> _DIRECTIONS_:
Pull every line holding the word "toilet" out of the data and copy it.

▬▬▬▬▬▬

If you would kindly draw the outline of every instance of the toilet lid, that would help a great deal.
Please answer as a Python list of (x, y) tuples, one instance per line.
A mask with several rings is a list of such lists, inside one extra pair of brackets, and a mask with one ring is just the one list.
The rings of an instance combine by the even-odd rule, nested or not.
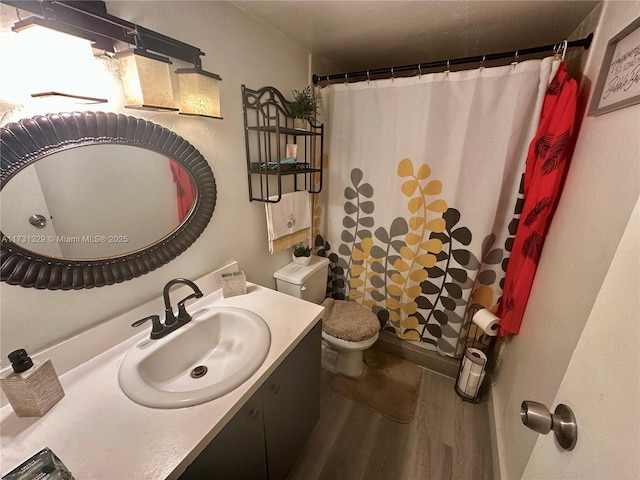
[(291, 262), (273, 274), (273, 278), (293, 283), (294, 285), (303, 285), (311, 275), (321, 268), (327, 268), (329, 259), (311, 255), (311, 261), (306, 267), (296, 265)]
[(322, 317), (322, 330), (332, 337), (348, 342), (361, 342), (376, 335), (380, 330), (378, 317), (355, 302), (326, 298)]

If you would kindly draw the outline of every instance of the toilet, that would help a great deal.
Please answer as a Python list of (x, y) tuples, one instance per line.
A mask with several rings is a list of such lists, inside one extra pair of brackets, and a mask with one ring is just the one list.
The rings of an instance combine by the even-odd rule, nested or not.
[(326, 297), (329, 259), (311, 256), (307, 266), (285, 265), (273, 274), (279, 292), (322, 304), (322, 366), (350, 377), (364, 370), (362, 352), (378, 339), (374, 313), (355, 302)]

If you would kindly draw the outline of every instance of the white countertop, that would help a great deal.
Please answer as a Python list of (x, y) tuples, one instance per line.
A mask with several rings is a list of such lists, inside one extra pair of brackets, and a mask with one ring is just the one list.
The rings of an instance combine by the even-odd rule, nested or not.
[(178, 478), (323, 311), (319, 305), (256, 285), (249, 285), (246, 295), (230, 298), (215, 291), (191, 303), (189, 311), (212, 299), (215, 305), (251, 310), (269, 326), (269, 353), (249, 380), (218, 399), (193, 407), (163, 410), (138, 405), (120, 390), (118, 368), (127, 350), (149, 335), (145, 328), (61, 375), (65, 397), (44, 417), (19, 418), (10, 405), (0, 410), (2, 475), (49, 447), (78, 480)]

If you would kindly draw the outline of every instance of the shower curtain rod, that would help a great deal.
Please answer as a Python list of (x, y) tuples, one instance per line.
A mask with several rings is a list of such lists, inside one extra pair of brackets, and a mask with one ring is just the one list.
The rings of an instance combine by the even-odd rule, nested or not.
[[(585, 38), (581, 38), (580, 40), (572, 40), (567, 42), (566, 48), (576, 48), (576, 47), (584, 47), (585, 50), (588, 50), (591, 46), (591, 41), (593, 40), (593, 33), (590, 33)], [(360, 80), (365, 80), (371, 78), (374, 75), (383, 75), (383, 74), (391, 74), (391, 76), (396, 73), (402, 72), (412, 72), (412, 71), (422, 71), (422, 69), (435, 68), (435, 67), (449, 67), (451, 65), (462, 65), (465, 63), (475, 63), (475, 62), (489, 62), (491, 60), (499, 60), (502, 58), (515, 58), (515, 61), (518, 61), (518, 57), (524, 55), (532, 55), (535, 53), (544, 53), (548, 51), (557, 51), (558, 48), (563, 48), (564, 42), (556, 43), (553, 45), (544, 45), (542, 47), (532, 47), (525, 48), (522, 50), (513, 50), (511, 52), (502, 52), (502, 53), (492, 53), (489, 55), (476, 55), (475, 57), (464, 57), (464, 58), (454, 58), (450, 60), (438, 60), (435, 62), (426, 62), (426, 63), (415, 63), (412, 65), (403, 65), (400, 67), (385, 67), (385, 68), (376, 68), (373, 70), (360, 70), (358, 72), (348, 72), (348, 73), (336, 73), (333, 75), (313, 75), (313, 84), (317, 85), (319, 82), (330, 82), (332, 80), (341, 80), (341, 81), (349, 81), (350, 79), (356, 79), (360, 77)]]

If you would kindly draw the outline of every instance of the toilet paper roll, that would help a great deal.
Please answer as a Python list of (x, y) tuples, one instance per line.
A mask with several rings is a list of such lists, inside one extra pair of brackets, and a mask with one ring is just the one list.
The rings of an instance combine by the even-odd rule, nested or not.
[[(475, 362), (469, 358), (474, 357)], [(470, 374), (480, 374), (484, 371), (484, 366), (487, 364), (487, 356), (482, 350), (477, 348), (467, 348), (465, 355), (462, 359), (462, 372), (460, 377), (468, 377)]]
[[(476, 360), (476, 361), (473, 362), (468, 357), (473, 357), (473, 360)], [(467, 348), (466, 354), (465, 354), (465, 360), (467, 360), (469, 363), (479, 363), (482, 365), (487, 363), (487, 355), (479, 348)]]
[(462, 357), (462, 366), (456, 384), (458, 390), (468, 397), (475, 398), (484, 380), (486, 364), (487, 355), (482, 350), (467, 347)]
[(482, 386), (485, 372), (470, 372), (468, 375), (460, 375), (458, 388), (469, 397), (476, 397)]
[(495, 337), (498, 334), (500, 318), (496, 317), (486, 308), (478, 310), (471, 319), (480, 329), (489, 336)]

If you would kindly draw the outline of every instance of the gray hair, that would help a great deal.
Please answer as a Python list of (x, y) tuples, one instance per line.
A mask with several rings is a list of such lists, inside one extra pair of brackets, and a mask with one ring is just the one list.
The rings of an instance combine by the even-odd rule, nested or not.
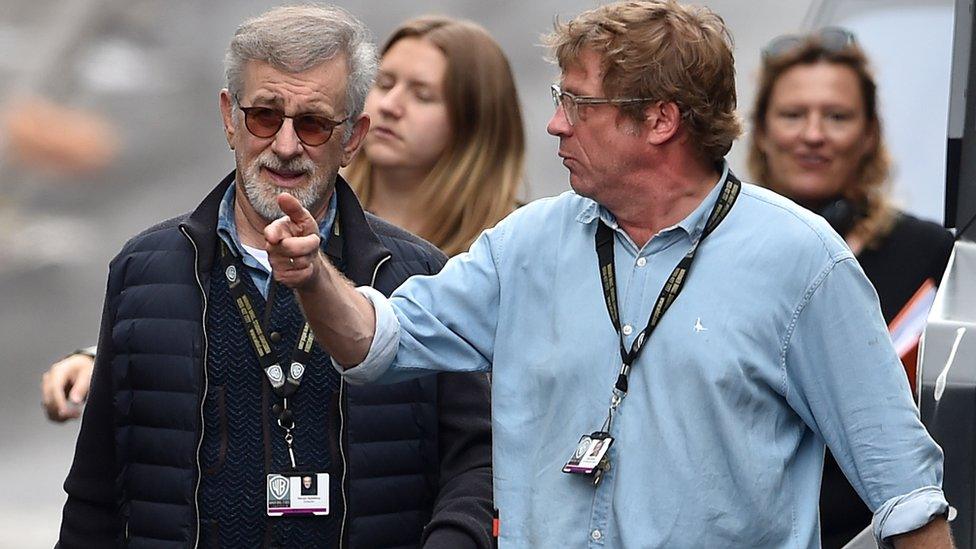
[(369, 29), (336, 6), (283, 6), (248, 19), (237, 27), (224, 56), (227, 89), (236, 97), (244, 87), (244, 66), (263, 61), (296, 73), (345, 55), (348, 70), (344, 140), (363, 112), (376, 76), (377, 55)]

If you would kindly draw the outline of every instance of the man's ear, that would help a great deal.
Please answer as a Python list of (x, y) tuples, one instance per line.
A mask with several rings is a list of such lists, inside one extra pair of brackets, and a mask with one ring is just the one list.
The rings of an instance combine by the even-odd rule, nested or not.
[[(342, 131), (345, 133), (342, 126), (336, 128), (336, 131)], [(342, 145), (342, 158), (340, 159), (339, 165), (345, 168), (352, 162), (352, 159), (356, 157), (356, 151), (363, 144), (363, 139), (366, 137), (366, 132), (369, 131), (369, 115), (366, 113), (360, 114), (359, 118), (356, 119), (356, 123), (352, 126), (352, 134), (349, 136), (349, 140)]]
[(234, 98), (231, 97), (227, 88), (220, 90), (220, 117), (224, 121), (224, 137), (231, 150), (234, 149), (234, 134), (237, 127), (234, 125)]
[(661, 145), (681, 129), (681, 109), (674, 101), (657, 101), (644, 108), (644, 130), (647, 142)]

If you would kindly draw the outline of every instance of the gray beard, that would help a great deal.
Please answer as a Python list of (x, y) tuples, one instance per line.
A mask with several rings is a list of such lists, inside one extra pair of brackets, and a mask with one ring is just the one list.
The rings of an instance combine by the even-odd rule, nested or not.
[[(238, 159), (240, 165), (240, 159)], [(285, 189), (261, 180), (261, 168), (293, 172), (305, 172), (308, 182), (303, 187)], [(250, 165), (244, 168), (241, 178), (244, 183), (244, 194), (251, 207), (265, 221), (271, 222), (282, 217), (284, 212), (278, 207), (277, 196), (283, 192), (294, 196), (299, 203), (313, 215), (313, 208), (320, 205), (323, 197), (332, 192), (335, 185), (336, 171), (325, 170), (316, 166), (308, 158), (294, 158), (282, 161), (271, 150), (265, 150)]]

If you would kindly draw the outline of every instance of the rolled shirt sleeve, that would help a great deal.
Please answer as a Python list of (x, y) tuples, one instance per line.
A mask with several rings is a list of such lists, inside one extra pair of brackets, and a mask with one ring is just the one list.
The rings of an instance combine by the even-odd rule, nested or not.
[(945, 514), (942, 450), (911, 399), (876, 294), (853, 257), (811, 283), (784, 345), (787, 400), (874, 511), (882, 547)]
[(373, 304), (373, 310), (376, 312), (373, 341), (369, 345), (366, 358), (355, 367), (346, 370), (335, 360), (332, 361), (332, 366), (349, 383), (363, 385), (376, 381), (390, 369), (390, 364), (396, 357), (397, 347), (400, 345), (400, 323), (393, 312), (393, 307), (390, 306), (390, 300), (378, 290), (369, 286), (360, 286), (356, 291)]
[(878, 547), (893, 549), (893, 536), (918, 530), (949, 509), (942, 488), (925, 486), (884, 502), (875, 513), (872, 526)]

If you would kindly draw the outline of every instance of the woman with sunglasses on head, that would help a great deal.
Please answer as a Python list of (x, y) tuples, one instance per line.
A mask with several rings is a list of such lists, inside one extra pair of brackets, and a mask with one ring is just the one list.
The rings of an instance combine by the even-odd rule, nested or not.
[[(941, 280), (952, 236), (892, 206), (876, 84), (850, 32), (827, 28), (770, 42), (752, 124), (753, 178), (820, 213), (844, 237), (886, 322), (925, 280)], [(824, 547), (843, 546), (872, 518), (829, 453), (820, 517)]]
[[(365, 112), (369, 134), (343, 175), (370, 212), (456, 255), (515, 208), (525, 159), (518, 94), (505, 54), (479, 25), (437, 16), (401, 24)], [(44, 374), (48, 418), (79, 417), (94, 353), (75, 351)]]

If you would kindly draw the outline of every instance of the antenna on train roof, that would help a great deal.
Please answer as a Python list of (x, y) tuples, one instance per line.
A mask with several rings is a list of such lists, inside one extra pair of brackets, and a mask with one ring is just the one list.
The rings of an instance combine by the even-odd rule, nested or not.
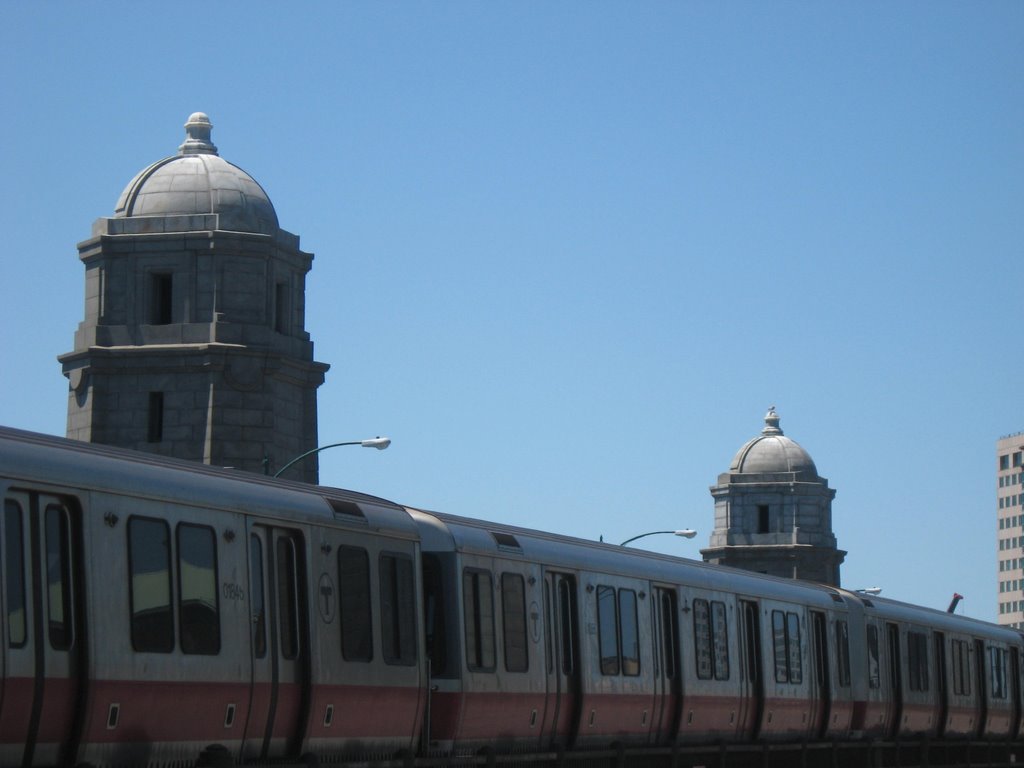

▬▬▬▬▬▬

> _TASK RESULT_:
If you would kindly draw the outline of every instance of the toilet lid, that would help a great deal.
If you would kindly draw the outline of every instance of the toilet, that would help a great deal.
If you would kindly draw the outline of every instance of the toilet paper roll, that would help a great deal.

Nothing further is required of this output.